* **EXERCISE**
Repeat the whole listing exactly as written.

Entries from a point annotation set:
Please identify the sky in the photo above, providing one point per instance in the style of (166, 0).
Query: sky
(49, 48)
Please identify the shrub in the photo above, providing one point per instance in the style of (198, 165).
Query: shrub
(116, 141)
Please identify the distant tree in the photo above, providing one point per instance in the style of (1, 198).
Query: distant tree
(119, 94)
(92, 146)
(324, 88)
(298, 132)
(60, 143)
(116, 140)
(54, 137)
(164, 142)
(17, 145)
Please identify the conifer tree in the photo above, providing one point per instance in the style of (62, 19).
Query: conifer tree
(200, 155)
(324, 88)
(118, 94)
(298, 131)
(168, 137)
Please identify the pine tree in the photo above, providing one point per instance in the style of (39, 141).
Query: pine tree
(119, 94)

* **RESULT OF THIS EXERCISE**
Please identify the sky in the photo above, providing one point per instance in the style of (166, 0).
Query: sky
(49, 48)
Please identify the shrub in the photo above, providing one point per instance in the style of (198, 165).
Query: shrub
(116, 141)
Please identify the distant tree in the photo above, providing one point per instance in the style of (1, 198).
Query: distant tree
(119, 94)
(92, 146)
(324, 88)
(298, 132)
(60, 143)
(116, 140)
(54, 137)
(164, 142)
(17, 145)
Please identify the conifer tree in the photo above, providing one point per instance in the style of (62, 19).
Query: conifer tree
(200, 155)
(324, 88)
(118, 94)
(298, 131)
(168, 137)
Please identify the pine tree in the photo above, providing one point per instance in the style of (39, 141).
Query: pine tree
(119, 94)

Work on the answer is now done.